• [DATASET]
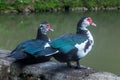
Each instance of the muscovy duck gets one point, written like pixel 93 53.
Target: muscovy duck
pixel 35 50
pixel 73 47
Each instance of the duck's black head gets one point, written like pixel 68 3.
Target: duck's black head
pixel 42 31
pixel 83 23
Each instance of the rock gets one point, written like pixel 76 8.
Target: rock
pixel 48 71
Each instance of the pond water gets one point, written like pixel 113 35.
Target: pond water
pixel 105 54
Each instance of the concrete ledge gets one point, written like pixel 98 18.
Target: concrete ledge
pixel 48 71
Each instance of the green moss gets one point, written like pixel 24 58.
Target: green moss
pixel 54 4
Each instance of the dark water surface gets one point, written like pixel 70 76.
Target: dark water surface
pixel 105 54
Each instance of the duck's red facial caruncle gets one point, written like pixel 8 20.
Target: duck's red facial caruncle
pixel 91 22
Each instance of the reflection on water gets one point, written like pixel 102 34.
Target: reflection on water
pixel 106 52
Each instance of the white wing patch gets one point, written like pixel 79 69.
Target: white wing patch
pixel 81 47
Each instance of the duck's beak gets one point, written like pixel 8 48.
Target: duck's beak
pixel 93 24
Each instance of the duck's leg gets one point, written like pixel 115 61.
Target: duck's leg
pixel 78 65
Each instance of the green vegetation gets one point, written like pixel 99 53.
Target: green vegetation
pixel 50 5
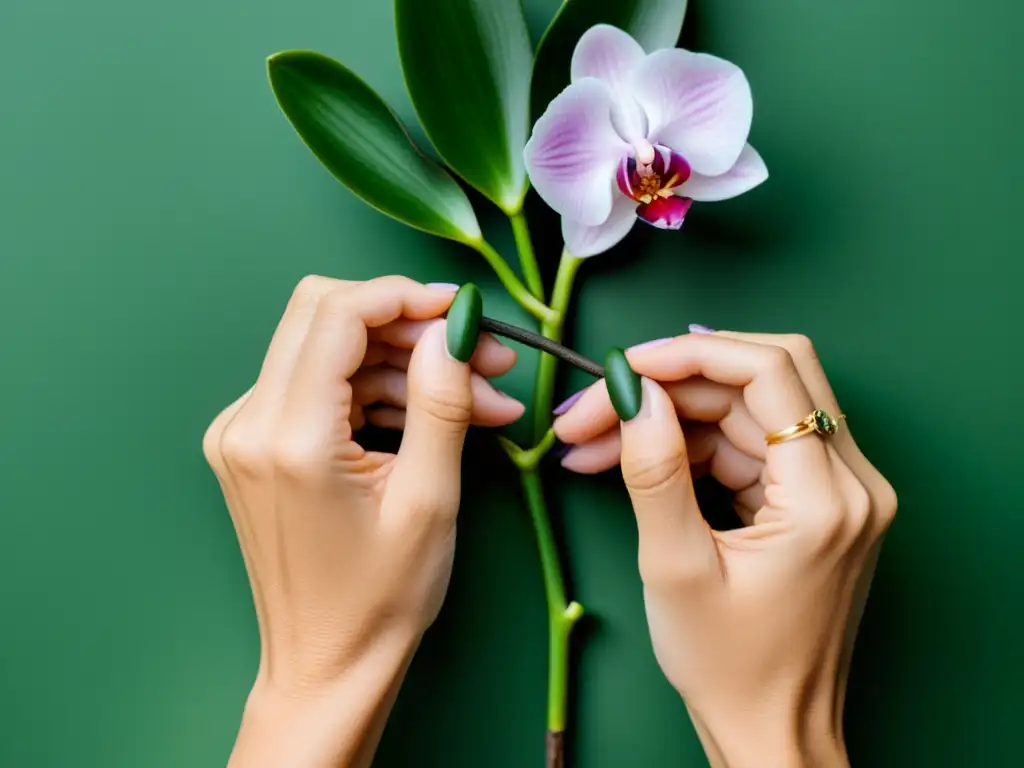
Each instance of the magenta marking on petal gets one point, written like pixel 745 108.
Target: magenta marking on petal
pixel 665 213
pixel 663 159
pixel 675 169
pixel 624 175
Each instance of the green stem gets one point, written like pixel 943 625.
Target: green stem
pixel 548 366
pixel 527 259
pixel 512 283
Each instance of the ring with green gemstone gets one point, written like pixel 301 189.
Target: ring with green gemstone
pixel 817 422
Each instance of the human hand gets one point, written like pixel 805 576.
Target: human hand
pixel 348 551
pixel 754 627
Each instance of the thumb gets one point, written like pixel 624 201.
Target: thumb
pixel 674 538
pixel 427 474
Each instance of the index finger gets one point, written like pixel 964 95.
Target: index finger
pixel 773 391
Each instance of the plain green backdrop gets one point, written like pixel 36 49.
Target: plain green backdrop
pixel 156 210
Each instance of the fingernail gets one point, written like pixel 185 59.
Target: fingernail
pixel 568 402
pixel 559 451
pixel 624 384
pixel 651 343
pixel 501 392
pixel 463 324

• [EXERCISE REQUIREMENTS]
Render the rows from the start up to and including the line with "pixel 78 65" as a JSON list of strings, one string per line, skipping blank lines and leaving out the pictures.

• [OUTPUT BELOW]
[
  "Each instance of the muscovy duck gets one point, written like pixel 93 53.",
  "Target: muscovy duck",
  "pixel 35 50",
  "pixel 73 47",
  "Each instance of the duck's black head gets one point, written like pixel 68 3.",
  "Target: duck's black head",
  "pixel 42 31",
  "pixel 83 23",
  "Each instance of the rock gets one point, written like pixel 76 8.",
  "Target: rock",
  "pixel 48 71",
  "Each instance of the pond water gets one point, written like pixel 113 35.",
  "Target: pond water",
  "pixel 105 54",
  "Each instance of the concrete ledge gets one point, written like pixel 98 18.",
  "Target: concrete ledge",
  "pixel 48 71",
  "Each instance of the green moss gets one point, written like pixel 24 58.",
  "Target: green moss",
  "pixel 54 4",
  "Each instance of the dark water surface gets one point, written like pixel 70 76.",
  "Target: dark water surface",
  "pixel 105 54",
  "Each instance of the duck's red facial caruncle gets one point, written like pixel 8 20.",
  "Target: duck's red facial caruncle",
  "pixel 91 22",
  "Each instance of the reflection on water gets one point, written like pixel 102 34.",
  "Target: reflection on water",
  "pixel 106 52",
  "Each instance of the white wing patch gets one point, written like pixel 79 69.",
  "Target: white wing patch",
  "pixel 81 47",
  "Each instance of the duck's beak gets one point, written like pixel 8 48.",
  "Target: duck's beak",
  "pixel 93 24",
  "Each instance of the duck's leg gets one point, written like pixel 115 61.",
  "Target: duck's leg",
  "pixel 78 65"
]